Stored data entries:
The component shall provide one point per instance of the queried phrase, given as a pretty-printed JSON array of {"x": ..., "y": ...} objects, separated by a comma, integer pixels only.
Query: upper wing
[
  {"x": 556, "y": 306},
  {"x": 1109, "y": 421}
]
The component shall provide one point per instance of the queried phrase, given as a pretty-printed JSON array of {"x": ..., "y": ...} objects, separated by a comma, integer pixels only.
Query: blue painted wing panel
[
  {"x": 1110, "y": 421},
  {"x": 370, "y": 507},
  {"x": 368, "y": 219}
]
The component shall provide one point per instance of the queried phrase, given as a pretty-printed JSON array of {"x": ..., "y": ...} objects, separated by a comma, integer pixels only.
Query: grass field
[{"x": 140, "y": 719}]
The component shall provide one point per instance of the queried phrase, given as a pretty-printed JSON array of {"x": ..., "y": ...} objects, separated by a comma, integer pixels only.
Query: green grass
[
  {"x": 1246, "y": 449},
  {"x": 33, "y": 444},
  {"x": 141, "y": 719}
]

■ WORK TASK ■
Restate the records word for word, leaving nothing out.

■ THE ANSWER ■
The component shall provide one point per instance of the queried phrase, given as a pretty-printed JSON array of {"x": ..., "y": ...} objects, separated by a comma, integer pixels only.
Query: upper wing
[
  {"x": 556, "y": 306},
  {"x": 1109, "y": 421}
]
The component shall provide one point per instance of the queried phrase, given as a pretty-printed JSON array of {"x": ..., "y": ...} objects, separated by a comma, integer pixels only.
Query: blue painted wing panel
[
  {"x": 1110, "y": 421},
  {"x": 370, "y": 507},
  {"x": 368, "y": 219}
]
The component shall provide one point per instance of the queried phrase, given as a pretty-printed JSON array of {"x": ..., "y": ...} objects, separated by a comma, integer pixels only.
Query: grass field
[{"x": 140, "y": 719}]
The component shall provide one point per instance of the queried phrase, given as a pretty-printed JSON array of {"x": ..., "y": ...} objects, separated by a comma, integer pixels only.
Query: green grass
[
  {"x": 1246, "y": 449},
  {"x": 33, "y": 444},
  {"x": 141, "y": 719}
]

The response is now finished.